Data section:
>>>>

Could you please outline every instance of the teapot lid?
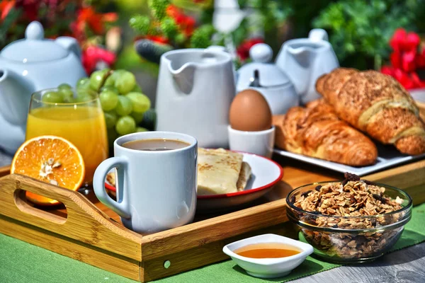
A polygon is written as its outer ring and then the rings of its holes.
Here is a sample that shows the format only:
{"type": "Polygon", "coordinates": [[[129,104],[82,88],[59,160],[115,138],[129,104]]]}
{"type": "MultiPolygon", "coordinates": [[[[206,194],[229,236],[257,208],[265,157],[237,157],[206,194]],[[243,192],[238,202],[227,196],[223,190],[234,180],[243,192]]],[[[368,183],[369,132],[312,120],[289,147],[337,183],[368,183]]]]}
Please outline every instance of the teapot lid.
{"type": "Polygon", "coordinates": [[[270,63],[273,50],[265,43],[258,43],[249,50],[249,57],[253,62],[246,64],[237,71],[237,91],[250,86],[277,86],[291,83],[286,74],[276,64],[270,63]],[[256,81],[258,86],[252,85],[256,81]]]}
{"type": "Polygon", "coordinates": [[[69,51],[55,40],[44,38],[42,25],[38,21],[31,22],[25,30],[25,39],[8,45],[0,56],[22,63],[34,63],[64,58],[69,51]]]}

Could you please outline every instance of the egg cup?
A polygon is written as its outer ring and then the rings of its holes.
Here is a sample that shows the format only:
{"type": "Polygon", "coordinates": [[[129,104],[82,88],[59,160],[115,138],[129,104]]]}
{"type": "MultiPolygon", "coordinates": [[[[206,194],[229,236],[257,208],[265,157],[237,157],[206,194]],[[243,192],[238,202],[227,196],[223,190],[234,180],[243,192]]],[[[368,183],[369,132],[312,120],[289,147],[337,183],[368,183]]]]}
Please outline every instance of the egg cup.
{"type": "Polygon", "coordinates": [[[264,131],[239,131],[227,126],[230,150],[271,158],[274,144],[275,127],[264,131]]]}

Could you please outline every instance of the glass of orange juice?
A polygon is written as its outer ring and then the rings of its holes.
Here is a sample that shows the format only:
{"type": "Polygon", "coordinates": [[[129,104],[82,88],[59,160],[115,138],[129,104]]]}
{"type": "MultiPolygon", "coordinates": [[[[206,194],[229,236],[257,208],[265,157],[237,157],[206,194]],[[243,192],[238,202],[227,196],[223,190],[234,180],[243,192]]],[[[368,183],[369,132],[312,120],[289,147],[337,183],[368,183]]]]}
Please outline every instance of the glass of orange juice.
{"type": "Polygon", "coordinates": [[[26,139],[43,135],[63,137],[75,145],[84,160],[85,185],[93,181],[97,166],[108,158],[108,146],[103,112],[97,93],[76,93],[51,88],[31,96],[26,139]],[[64,93],[67,93],[65,91],[64,93]]]}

<<<<

Short problem:
Put each line of the records above into a Markdown table with the columns Row and Line, numbering the rows and skipping blank lines. Leave the pictures out of the table.

Reply:
| Row | Line |
|---|---|
| 1 | Could you please outline every instance of the teapot lid? |
| 2 | A polygon is written as its outer ring and then the rings of its holes. |
| 3 | Here is a sample that shows the format only: |
| 4 | {"type": "Polygon", "coordinates": [[[129,104],[82,88],[59,160],[115,138],[129,104]]]} |
| 5 | {"type": "MultiPolygon", "coordinates": [[[[206,194],[229,236],[257,208],[265,157],[237,157],[206,194]],[[243,192],[238,202],[227,196],[223,190],[234,180],[243,192]]],[[[368,183],[369,132],[312,120],[289,147],[337,183],[368,183]]]]} |
| 6 | Please outline every instance of the teapot lid. |
| 7 | {"type": "Polygon", "coordinates": [[[270,63],[273,50],[265,43],[258,43],[249,50],[249,57],[253,62],[246,64],[237,71],[237,91],[250,86],[277,86],[291,83],[286,74],[276,64],[270,63]],[[256,81],[258,86],[252,85],[256,81]]]} |
| 8 | {"type": "Polygon", "coordinates": [[[69,51],[55,40],[44,38],[42,25],[38,21],[31,22],[25,30],[25,39],[8,45],[0,56],[22,63],[34,63],[64,58],[69,51]]]} |
| 9 | Could you please outline every instance of the egg cup? |
| 10 | A polygon is written as its outer ring and then the rings of its holes. |
| 11 | Here is a sample that shows the format only: |
| 12 | {"type": "Polygon", "coordinates": [[[129,104],[82,88],[59,160],[115,138],[129,104]]]} |
| 13 | {"type": "MultiPolygon", "coordinates": [[[[206,194],[229,236],[257,208],[265,157],[237,157],[206,194]],[[243,192],[238,202],[227,196],[223,190],[234,180],[243,192]]],[[[368,183],[369,132],[312,120],[289,147],[337,183],[368,183]]]]} |
| 14 | Please outline every instance of the egg cup. |
| 15 | {"type": "Polygon", "coordinates": [[[264,131],[239,131],[227,126],[230,150],[271,158],[274,144],[275,127],[264,131]]]} |
| 16 | Could you please outline every instance of the glass of orange juice? |
| 17 | A polygon is written as its outer ring and then the rings of its holes. |
| 18 | Here is a sample that shows the format only: |
| 19 | {"type": "Polygon", "coordinates": [[[129,104],[82,88],[59,160],[115,138],[129,104]]]} |
| 20 | {"type": "MultiPolygon", "coordinates": [[[[206,194],[229,236],[257,208],[265,157],[237,157],[206,194]],[[243,192],[238,202],[227,196],[223,190],[234,180],[243,192]]],[[[368,183],[369,132],[312,120],[289,147],[337,183],[368,183]]]]} |
| 21 | Please outline every instance of the glass of orange juice. |
| 22 | {"type": "Polygon", "coordinates": [[[26,139],[43,135],[63,137],[75,145],[84,160],[85,185],[93,181],[97,166],[108,158],[108,146],[103,112],[97,93],[76,93],[51,88],[31,96],[26,139]],[[64,93],[67,93],[65,91],[64,93]]]} |